--- start ---

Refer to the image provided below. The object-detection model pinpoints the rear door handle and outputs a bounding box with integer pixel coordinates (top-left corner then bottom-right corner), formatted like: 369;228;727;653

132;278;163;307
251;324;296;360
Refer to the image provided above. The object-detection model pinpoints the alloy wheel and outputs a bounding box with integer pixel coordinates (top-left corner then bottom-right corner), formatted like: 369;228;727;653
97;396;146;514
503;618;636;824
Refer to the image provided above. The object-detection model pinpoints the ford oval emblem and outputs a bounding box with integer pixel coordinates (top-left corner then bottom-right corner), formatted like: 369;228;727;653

--- end ---
--- start ---

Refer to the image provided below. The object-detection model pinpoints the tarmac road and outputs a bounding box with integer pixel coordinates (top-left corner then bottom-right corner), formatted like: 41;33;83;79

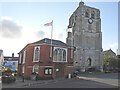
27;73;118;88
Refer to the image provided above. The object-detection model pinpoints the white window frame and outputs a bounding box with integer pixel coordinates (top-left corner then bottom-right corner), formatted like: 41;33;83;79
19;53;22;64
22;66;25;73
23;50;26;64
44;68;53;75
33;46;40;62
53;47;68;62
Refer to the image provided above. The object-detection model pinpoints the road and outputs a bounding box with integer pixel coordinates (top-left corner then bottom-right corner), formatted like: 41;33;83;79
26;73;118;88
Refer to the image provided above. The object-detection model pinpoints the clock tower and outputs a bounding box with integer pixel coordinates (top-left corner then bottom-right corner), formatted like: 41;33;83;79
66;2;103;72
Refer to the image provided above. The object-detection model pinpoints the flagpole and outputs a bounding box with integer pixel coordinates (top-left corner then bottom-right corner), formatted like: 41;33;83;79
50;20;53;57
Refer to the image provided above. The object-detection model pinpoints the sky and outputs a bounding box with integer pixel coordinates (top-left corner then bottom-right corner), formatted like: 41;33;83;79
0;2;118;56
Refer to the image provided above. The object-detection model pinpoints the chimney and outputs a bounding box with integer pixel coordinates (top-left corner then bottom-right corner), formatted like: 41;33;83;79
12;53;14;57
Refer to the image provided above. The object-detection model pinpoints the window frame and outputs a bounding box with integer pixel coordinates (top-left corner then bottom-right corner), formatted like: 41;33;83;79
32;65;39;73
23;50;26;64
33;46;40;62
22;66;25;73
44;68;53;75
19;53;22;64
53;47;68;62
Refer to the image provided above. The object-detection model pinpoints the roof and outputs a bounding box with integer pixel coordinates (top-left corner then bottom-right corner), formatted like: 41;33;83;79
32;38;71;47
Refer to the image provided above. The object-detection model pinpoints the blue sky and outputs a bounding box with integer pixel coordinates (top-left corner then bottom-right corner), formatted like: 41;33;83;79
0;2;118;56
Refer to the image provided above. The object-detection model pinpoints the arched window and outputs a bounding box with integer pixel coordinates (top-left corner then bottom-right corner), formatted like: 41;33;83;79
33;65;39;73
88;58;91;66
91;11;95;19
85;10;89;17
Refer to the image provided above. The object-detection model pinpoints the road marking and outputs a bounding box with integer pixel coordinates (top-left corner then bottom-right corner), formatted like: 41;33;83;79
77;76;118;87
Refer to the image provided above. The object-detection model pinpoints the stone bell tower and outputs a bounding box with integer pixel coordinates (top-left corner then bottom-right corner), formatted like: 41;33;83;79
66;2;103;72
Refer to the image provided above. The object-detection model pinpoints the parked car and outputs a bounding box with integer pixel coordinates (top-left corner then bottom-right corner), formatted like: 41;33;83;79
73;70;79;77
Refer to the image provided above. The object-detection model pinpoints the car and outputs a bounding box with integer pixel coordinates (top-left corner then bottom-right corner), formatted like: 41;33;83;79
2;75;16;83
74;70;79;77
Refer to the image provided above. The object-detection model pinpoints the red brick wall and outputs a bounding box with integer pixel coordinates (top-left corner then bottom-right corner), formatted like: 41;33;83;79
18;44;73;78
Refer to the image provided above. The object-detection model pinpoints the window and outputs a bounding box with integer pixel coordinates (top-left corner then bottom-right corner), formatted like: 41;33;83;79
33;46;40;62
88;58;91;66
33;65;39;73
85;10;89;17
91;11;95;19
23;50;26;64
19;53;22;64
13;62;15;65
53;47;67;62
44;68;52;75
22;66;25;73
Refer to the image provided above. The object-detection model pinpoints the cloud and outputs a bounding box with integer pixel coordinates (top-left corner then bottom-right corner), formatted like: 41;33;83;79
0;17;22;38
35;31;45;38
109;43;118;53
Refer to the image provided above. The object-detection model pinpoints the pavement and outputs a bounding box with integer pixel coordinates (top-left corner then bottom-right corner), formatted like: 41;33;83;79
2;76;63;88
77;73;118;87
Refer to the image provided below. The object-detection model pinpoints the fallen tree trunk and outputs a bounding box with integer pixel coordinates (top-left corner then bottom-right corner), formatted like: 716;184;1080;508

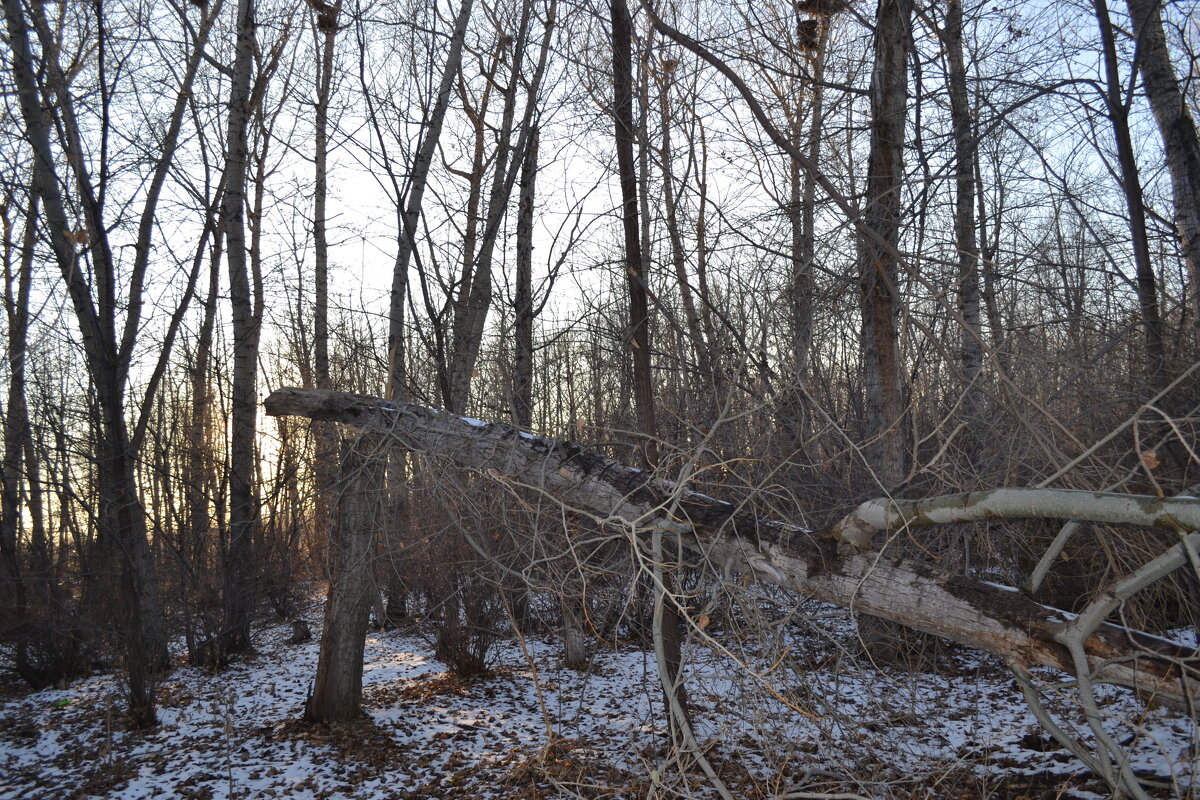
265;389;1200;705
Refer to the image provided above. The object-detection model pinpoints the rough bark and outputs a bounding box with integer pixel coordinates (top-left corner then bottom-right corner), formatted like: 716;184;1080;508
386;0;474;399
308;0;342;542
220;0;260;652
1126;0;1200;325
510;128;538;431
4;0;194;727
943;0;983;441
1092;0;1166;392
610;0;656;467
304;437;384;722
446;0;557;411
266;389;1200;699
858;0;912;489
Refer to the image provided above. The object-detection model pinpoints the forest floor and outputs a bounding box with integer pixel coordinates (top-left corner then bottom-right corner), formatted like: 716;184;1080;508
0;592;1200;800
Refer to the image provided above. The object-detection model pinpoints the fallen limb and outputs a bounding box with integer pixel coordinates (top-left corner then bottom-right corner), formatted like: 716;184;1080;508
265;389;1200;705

--- end ---

Task details:
Copy the items word for word, starting with the line that contains "pinpoints the rear" and going on through the line that contains "pinpoints the ford".

Complete response:
Refer to the image provided below. The object-detection model pinpoints the rear door handle and outputs a bounding box with integer pixel coordinates (top-left corner then bottom-right corner), formatted like: 369;228;727;653

132;278;163;307
251;324;296;360
Refer to the image provided above. The object-detection model pinpoints the alloy wheel and outputs a bounding box with integer pixel coordinates (top-left corner then bottom-right corner), formatted like: 369;228;727;653
97;396;146;514
503;618;636;824
Refer to the image provided above. The object-detection model pinpoints the ford oval emblem and outputs a bounding box with integer pixel coordinates (top-left corner then bottom-right corner), formatted like: 369;228;727;653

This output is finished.